Provided text:
Start

Deep Q-learning
Contents
# Install the necessary dependencies
import os
import sys
!{sys.executable} -m pip install --quiet pandas scikit-learn numpy matplotlib jupyterlab_myst ipython
33. Deep Q-learning#
33.1. Overview#
Usually, we regard Deep Q Network as DQN, and it can also be called Reinforcement Learning (RL) whose aim is to achieve the desired behavior of an agent that learns from its mistakes and improves its performance.
RL is a type of machine learning that allows us to create AI agents that learn from the environment by interacting with it to maximize its cumulative reward. Here is an image showing the basic RL operation principle:
From this image, we can see that at each step \(k\), the agent picks an action \(u_k\), receives an observation \(y_k\) and receives a reward \(r_k\), and the environment receives an action \(u_k\), emits an observation \(y_{k+1}\) and emits a reward \(r_{k+1}\). Later, the time increments k ← k + 1. A one step time delay is assumed between executing the action and receiving the observation as well as reward. We assume that the resulting time interval \(∆t = t_k − t_{k+1}\) is constant.
Note
Key characteristics of RL:
No supervisor.
Data-driven.
Discrete time steps.
Sequential data stream (not independent and identically distributed data).
Agent actions affect subsequent data (sequential decision making).
33.2. Basic terminology#
33.2.1. Reward#
A reward is a scalar random variable \(R_k\) with realizations \(r_k\):
Often it is considered a real-number \(r_k \in \mathbb{R}\) or an integer \(r_k \in \mathbb{Z}\).
The reward function (interpreter) may be naturally given or is a design degree of freedom (i.e., can be manipulated).
It fully indicates how well an RL agent is doing at step \(k\).
The agent’s task is to maximize its reward over time.
Note
If we want the machine to flip a pancake:
Pos. reward: catching the 180◦ rotated pancake
Neg. reward: droping the pancake on the floor
Rewards can have many different flavors and are highly dependent on the given problem:
Actions may have short and/or long term consequences.
The reward for a certain action may be delayed.
Examples: Stock trading, strategic board games,…
Rewards can be positive and negative real values.
Certain situations (e.g. car hits wall) might lead to a negative reward.
Exogenous impacts might introduce stochastic reward components.
Example: A wind gust pushes the helicopter into a tree.
Besides, the RL agent’s learning process is heavily linked with the reward distribution over time. Designing expedient rewards functions is therefore crucially important for successfully applying RL. And often there is no predefined way on how to design the “best reward function”.
33.2.2. Task-dependent return definitions#
33.2.2.1. Episodic tasks#
Episodic tasks can naturally break into subsequences (finite horizon), for examples: most games, maze,… And the return becomes a finite sum: \(g_k = r_{k+1} + r_{k+2} + ... + r_{N}\). Episodes end at their terminal step \(k = N\).

End

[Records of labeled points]
Start

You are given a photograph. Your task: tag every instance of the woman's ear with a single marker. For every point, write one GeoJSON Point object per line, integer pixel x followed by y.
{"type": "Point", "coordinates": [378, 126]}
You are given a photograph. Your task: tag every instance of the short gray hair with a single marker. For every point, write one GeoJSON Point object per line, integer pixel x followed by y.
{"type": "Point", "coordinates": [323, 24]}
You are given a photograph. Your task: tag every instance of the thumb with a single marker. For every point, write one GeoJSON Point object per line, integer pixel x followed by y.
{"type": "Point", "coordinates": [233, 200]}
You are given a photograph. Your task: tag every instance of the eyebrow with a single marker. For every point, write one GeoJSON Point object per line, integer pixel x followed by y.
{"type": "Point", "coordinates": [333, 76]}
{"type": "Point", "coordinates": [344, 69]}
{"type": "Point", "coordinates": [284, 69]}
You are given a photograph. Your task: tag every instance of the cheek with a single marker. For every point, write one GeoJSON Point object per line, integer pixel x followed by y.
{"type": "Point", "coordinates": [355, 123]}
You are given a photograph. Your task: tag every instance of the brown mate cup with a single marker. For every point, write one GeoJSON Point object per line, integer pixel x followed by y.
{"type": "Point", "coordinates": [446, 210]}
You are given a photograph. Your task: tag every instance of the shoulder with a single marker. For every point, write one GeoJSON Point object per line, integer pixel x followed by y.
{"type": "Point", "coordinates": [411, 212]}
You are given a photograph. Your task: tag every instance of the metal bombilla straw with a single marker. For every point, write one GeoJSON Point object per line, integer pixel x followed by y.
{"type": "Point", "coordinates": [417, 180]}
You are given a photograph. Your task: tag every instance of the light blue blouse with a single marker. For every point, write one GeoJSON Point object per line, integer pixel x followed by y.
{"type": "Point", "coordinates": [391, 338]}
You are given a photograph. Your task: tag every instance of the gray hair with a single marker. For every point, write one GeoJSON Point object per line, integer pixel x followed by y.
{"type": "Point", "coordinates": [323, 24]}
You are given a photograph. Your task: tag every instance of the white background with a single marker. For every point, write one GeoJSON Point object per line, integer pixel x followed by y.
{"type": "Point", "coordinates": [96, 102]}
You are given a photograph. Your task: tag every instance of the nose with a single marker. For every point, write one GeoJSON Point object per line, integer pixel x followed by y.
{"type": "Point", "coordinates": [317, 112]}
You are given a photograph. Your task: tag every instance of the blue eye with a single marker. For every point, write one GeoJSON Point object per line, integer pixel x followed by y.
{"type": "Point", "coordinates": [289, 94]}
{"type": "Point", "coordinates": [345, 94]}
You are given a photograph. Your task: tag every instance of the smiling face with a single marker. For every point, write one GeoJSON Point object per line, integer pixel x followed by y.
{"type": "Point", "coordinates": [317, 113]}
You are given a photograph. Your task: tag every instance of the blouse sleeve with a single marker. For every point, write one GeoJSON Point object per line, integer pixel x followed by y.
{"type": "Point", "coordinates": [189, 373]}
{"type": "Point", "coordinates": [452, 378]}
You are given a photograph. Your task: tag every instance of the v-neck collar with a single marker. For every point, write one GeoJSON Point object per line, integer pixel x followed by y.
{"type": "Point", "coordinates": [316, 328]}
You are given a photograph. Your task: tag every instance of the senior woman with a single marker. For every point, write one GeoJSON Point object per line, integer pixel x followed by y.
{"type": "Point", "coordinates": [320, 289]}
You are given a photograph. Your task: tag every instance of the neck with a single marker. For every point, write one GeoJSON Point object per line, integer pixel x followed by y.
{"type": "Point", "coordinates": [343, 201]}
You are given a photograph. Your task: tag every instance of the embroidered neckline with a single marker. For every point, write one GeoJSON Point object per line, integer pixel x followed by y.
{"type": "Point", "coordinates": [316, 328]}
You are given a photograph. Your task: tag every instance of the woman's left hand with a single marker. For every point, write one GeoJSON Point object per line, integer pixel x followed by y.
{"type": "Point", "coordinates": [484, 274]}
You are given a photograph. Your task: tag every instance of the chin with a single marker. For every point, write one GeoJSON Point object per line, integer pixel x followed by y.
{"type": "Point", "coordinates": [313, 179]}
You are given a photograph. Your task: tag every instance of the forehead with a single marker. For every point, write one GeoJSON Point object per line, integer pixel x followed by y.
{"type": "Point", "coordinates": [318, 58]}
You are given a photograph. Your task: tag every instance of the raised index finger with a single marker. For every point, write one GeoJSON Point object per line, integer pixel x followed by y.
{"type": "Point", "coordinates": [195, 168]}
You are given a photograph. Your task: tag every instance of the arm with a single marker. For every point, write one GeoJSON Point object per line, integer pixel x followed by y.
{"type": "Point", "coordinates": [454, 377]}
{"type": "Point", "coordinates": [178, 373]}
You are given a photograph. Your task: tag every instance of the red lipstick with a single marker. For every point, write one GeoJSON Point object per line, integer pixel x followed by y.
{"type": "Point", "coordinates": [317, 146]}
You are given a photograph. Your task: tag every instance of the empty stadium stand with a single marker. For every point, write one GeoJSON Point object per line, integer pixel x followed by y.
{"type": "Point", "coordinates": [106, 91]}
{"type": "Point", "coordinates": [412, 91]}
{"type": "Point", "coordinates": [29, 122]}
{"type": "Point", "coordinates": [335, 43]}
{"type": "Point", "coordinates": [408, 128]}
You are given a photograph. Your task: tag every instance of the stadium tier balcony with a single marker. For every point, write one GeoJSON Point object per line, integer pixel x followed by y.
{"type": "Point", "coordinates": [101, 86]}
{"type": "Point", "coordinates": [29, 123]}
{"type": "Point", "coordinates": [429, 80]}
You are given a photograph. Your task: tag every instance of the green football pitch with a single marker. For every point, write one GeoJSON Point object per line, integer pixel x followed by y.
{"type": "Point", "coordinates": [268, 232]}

End

Written task: In the Deep Q-learning text, can you give the passage again, starting with "Examples: Stock trading, strategic" and going on through "step \(k = N\).", and switch "helicopter" to "drone"?

Task output:
Examples: Stock trading, strategic board games,…
Rewards can be positive and negative real values.
Certain situations (e.g. car hits wall) might lead to a negative reward.
Exogenous impacts might introduce stochastic reward components.
Example: A wind gust pushes the drone into a tree.
Besides, the RL agent’s learning process is heavily linked with the reward distribution over time. Designing expedient rewards functions is therefore crucially important for successfully applying RL. And often there is no predefined way on how to design the “best reward function”.
33.2.2. Task-dependent return definitions#
33.2.2.1. Episodic tasks#
Episodic tasks can naturally break into subsequences (finite horizon), for examples: most games, maze,… And the return becomes a finite sum: \(g_k = r_{k+1} + r_{k+2} + ... + r_{N}\). Episodes end at their terminal step \(k = N\).